TASK OBJECTIVE =>
Set down exactly the lines running from the line with "Check that each instance of the wood grain" to the end of the listing below, both ends included.

ENTRIES SHOWN =>

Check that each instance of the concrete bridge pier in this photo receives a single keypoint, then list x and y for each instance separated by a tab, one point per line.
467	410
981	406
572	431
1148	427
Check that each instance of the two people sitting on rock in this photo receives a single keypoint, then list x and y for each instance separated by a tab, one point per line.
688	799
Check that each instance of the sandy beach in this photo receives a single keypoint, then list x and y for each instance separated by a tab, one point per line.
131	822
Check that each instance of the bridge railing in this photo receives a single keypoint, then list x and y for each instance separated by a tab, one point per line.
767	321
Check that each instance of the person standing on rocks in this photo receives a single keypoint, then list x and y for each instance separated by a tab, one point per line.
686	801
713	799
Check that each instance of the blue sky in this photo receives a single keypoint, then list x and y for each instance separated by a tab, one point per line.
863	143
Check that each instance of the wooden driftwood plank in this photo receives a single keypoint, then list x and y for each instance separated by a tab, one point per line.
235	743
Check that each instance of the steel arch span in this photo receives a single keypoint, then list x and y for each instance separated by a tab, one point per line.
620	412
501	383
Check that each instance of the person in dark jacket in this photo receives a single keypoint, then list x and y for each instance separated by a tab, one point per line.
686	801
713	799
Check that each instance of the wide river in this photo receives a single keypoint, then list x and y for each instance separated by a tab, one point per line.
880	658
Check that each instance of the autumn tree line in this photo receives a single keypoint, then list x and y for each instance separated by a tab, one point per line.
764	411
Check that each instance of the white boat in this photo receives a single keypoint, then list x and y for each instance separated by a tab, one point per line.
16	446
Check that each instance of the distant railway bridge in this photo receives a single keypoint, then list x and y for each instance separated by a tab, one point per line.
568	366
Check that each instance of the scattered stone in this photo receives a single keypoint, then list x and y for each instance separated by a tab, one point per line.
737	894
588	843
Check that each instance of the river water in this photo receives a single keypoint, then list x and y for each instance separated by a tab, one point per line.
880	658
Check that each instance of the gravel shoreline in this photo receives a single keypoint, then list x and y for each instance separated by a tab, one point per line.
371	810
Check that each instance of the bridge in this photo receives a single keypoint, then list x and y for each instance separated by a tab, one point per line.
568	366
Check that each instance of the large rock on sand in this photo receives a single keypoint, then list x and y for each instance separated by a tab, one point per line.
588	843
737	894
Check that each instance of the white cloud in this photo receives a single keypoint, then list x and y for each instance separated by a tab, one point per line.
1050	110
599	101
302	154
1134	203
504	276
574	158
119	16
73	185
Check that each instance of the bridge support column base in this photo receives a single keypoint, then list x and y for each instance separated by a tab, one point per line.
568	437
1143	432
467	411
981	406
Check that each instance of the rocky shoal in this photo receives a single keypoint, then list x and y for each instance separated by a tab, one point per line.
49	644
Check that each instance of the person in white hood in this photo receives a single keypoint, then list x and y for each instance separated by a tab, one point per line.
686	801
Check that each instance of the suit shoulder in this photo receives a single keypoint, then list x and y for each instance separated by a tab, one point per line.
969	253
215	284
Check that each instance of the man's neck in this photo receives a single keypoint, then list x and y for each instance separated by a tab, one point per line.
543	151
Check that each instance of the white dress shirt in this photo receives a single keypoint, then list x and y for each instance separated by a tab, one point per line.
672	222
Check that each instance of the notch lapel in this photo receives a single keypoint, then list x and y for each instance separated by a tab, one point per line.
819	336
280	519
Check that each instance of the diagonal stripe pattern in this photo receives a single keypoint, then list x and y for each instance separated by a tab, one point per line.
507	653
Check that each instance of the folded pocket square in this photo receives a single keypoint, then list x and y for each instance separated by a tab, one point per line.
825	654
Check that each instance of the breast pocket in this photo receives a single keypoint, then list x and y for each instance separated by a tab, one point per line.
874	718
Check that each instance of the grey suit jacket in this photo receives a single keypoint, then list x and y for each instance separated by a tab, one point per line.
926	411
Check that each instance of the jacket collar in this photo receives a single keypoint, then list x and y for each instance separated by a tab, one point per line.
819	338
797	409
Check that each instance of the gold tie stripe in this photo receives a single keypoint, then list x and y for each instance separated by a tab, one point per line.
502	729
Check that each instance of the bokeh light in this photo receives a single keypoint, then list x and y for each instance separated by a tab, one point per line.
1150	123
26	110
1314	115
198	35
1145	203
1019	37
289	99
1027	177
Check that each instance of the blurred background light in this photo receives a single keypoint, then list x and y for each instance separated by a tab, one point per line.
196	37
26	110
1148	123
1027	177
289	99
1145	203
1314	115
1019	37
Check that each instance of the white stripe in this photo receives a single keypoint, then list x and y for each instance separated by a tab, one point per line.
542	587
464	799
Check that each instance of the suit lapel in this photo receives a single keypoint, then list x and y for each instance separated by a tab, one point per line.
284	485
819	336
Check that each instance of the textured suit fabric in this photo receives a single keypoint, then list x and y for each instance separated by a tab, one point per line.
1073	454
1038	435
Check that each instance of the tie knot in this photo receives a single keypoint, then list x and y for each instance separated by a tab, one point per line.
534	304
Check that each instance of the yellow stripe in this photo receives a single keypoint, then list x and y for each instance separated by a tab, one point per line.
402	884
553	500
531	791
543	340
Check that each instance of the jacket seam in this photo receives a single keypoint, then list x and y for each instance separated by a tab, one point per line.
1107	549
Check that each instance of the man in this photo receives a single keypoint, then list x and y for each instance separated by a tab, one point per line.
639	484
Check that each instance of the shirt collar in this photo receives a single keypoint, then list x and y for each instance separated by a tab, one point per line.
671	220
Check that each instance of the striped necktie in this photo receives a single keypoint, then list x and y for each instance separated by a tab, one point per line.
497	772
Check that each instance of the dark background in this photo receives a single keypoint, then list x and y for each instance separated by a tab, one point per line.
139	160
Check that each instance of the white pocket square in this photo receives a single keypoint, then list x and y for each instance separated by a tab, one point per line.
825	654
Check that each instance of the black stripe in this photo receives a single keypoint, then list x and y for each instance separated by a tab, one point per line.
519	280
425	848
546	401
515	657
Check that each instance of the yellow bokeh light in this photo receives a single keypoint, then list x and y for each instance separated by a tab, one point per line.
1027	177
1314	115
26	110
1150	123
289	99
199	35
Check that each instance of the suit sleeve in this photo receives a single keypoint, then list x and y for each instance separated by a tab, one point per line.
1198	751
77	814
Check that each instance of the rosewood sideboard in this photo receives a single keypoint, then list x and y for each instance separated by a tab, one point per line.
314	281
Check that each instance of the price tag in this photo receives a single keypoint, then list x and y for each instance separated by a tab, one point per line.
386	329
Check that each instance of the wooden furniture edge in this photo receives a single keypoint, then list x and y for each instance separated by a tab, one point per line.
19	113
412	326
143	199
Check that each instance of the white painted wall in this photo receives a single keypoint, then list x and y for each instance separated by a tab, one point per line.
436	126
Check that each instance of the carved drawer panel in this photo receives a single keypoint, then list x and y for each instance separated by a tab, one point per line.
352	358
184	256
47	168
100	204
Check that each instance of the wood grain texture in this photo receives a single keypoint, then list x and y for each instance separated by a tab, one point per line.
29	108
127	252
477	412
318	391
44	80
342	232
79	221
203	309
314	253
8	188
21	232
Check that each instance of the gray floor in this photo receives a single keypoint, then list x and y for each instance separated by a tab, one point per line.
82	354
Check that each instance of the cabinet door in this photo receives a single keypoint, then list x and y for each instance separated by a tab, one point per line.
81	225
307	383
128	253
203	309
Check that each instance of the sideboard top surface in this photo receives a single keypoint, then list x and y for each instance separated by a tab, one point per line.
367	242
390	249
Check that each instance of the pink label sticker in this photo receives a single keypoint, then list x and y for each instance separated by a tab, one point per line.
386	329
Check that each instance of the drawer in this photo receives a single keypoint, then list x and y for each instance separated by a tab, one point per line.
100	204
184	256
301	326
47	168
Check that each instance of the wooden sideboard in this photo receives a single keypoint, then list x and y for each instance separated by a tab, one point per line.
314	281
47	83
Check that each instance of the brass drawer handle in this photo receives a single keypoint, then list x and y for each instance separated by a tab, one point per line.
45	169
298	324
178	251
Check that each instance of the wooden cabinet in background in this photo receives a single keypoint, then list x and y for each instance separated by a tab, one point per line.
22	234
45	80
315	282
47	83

FINAL RESULT =>
Check that each instance of the wood grain texture in this photo receives a single keypoint, then list x and y for each instance separated by a tab, one point per line.
29	108
127	252
477	412
318	391
44	80
342	232
79	221
203	309
314	253
8	188
21	232
Check that each instance of the gray floor in this photo receives a single keypoint, then list x and y for each instance separated by a tab, one point per line.
82	354
Check that each instance of the cabinet door in this photo receives a single keypoint, then list x and y for each instance separated by a tab, one point per line.
81	225
307	383
128	253
203	309
Check that each instance of the sideboard top surface in this photo receives a single keypoint, then list x and y for each instance separated by a tab, one point per line.
367	242
390	249
Check that each instance of the pink label sticker in this photo receives a single keypoint, then list x and y for each instance separated by a tab, one point per line.
386	329
Check that each instance of the drawer in this photo receives a single keypoint, then list x and y for each instance separated by a tab, one point per line.
100	204
184	256
301	326
47	168
Check that each instance of the wooden sideboard in this photo receives a single keypoint, then list x and y for each instance separated by a tab, one point per line.
314	281
47	83
Check that each instance of the brass drawer handle in this photo receives a single keypoint, then list x and y for each instance separated by a tab, one point per line.
45	169
298	324
178	251
Check that each instance of the wooden cabinet in background in this photo receives a single keypoint, then list x and y for each instance separated by a tab, one point per line.
22	234
45	80
315	282
47	83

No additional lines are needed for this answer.